◆ **PASSAGE PROVIDED**:
==================================================

Tillamook: a look inside the plant
There are no secrets to making award-winning cheeses. Just buy the freshest milk and hire the best cheesemakers. Tillamook invites tourists to see the process from an observation deck inside the processing plant.

The Tillamook County Creamery Association, formed in 1909, is a dairy cooperative of about 105 farmers in Tillamook County. |
It is bad enough to have one co-worker looking over your shoulder while you are trying to do your job. Imagine total strangers watching you work. That’s the situation in Tillamook, Ore., where, over the course of a year, 1 million tourists stop at the Tillamook County Creamery Association factory, climb the steps to a second-story observation deck, and watch the cheesemaking process unfold below them.
When they have seen enough, visitors return downstairs to order a grilled cheese sandwich in the Creamery Cafe restaurant, sample ice cream from a dipping parlor or pick up squeaky cheese (fresh curds) and souvenirs in the gift shop. The visitors’ center is one of the top tourist attractions in the state.
The Tillamook County Creamery Association, formed in 1909, is a dairy cooperative of about 105 farmers in Tillamook County. In the early days, cheese was made at several creameries throughout the county, sometimes at the dairy farm for convenience. As roads improved and trucks replaced horse-drawn wagons, many of the creameries consolidated their operations. In 1949, the co-op opened a 175,000-square-foot cheesemaking plant in Tillamook, which was centrally located.

==================================================

◆ **RECORD SET**:
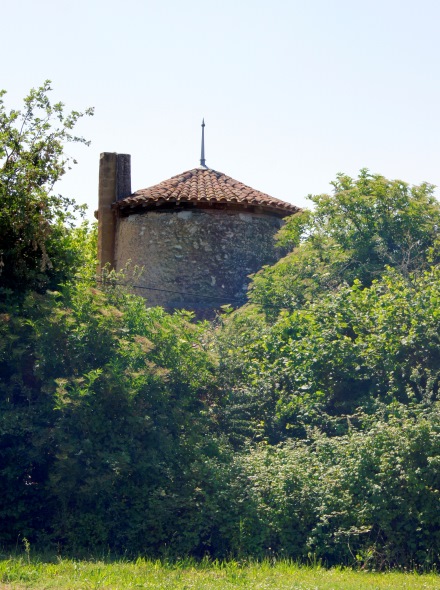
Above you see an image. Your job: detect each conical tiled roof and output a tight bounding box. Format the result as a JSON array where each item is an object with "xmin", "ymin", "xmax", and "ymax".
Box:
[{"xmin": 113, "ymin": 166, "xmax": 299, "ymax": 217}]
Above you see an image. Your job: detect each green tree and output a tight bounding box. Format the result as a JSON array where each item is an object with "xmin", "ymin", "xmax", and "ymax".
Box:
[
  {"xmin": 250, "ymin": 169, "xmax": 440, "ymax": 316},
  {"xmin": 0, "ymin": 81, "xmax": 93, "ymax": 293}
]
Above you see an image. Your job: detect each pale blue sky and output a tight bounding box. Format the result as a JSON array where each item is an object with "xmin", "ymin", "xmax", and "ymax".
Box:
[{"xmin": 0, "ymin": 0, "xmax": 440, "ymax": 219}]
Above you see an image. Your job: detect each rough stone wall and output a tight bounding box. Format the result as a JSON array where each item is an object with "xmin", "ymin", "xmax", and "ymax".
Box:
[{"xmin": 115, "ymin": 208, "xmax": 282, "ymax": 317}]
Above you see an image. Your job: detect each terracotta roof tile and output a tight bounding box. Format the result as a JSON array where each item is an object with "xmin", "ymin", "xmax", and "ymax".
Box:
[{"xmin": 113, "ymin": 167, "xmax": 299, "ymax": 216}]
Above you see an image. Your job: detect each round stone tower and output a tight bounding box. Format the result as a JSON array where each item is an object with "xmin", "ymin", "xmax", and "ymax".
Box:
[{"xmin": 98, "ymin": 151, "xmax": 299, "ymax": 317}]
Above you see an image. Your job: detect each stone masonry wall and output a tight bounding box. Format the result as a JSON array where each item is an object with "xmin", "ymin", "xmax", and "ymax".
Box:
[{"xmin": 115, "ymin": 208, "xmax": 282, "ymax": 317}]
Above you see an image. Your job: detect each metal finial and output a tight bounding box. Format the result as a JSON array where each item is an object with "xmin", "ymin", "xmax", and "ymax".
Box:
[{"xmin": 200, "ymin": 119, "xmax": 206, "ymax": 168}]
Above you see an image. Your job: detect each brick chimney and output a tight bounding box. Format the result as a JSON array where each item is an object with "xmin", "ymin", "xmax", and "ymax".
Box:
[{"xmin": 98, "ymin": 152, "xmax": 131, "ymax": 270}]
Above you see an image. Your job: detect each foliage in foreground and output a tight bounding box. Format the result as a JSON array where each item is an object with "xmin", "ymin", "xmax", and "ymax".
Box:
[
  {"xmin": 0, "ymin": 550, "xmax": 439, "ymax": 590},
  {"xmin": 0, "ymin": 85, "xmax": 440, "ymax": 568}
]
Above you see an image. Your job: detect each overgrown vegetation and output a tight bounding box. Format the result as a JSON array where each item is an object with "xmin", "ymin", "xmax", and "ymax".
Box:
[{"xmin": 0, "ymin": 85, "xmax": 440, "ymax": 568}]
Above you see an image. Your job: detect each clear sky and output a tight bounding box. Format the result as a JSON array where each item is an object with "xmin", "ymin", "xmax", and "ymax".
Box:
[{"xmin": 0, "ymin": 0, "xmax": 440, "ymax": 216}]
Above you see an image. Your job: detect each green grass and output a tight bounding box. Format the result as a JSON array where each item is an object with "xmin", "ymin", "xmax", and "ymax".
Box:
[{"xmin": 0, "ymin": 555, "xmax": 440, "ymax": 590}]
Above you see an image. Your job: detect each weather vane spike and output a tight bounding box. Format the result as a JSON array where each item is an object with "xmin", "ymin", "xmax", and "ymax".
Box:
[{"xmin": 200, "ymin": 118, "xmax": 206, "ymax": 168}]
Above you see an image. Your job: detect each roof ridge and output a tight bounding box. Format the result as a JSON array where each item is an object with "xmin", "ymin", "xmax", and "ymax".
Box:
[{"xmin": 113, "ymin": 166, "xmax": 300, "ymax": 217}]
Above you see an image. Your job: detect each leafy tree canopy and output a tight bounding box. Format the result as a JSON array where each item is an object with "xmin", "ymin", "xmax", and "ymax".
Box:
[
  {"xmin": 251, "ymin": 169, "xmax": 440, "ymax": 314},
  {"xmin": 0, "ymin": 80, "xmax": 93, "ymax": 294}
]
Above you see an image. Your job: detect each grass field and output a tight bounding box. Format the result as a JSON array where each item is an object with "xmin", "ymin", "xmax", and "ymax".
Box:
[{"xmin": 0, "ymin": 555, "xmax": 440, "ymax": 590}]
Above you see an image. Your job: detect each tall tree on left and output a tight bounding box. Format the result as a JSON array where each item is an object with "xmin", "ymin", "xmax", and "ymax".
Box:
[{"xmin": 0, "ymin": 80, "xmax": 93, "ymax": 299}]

==================================================

◆ **PROBLEMS TO WORK ON**:
A. Answer these questions using the passage about the Tillamook cheese plant:
(i) In what year was the Tillamook County Creamery Association formed?
(ii) How many tourists stop at the factory over the course of a year?
(iii) What was the size of the cheesemaking plant the co-op opened in 1949?
B. Rewrite the passage about the Tillamook cheese plant from "Tillamook: a look" up to and including "the processing plant.", replacing "freshest" with "finest".

◆ **SOLUTIONS IN ORDER**:
A.
(i) 1909
(ii) 1 million
(iii) 175,000 square feet

B.
Tillamook: a look inside the plant
There are no secrets to making award-winning cheeses. Just buy the finest milk and hire the best cheesemakers. Tillamook invites tourists to see the process from an observation deck inside the processing plant.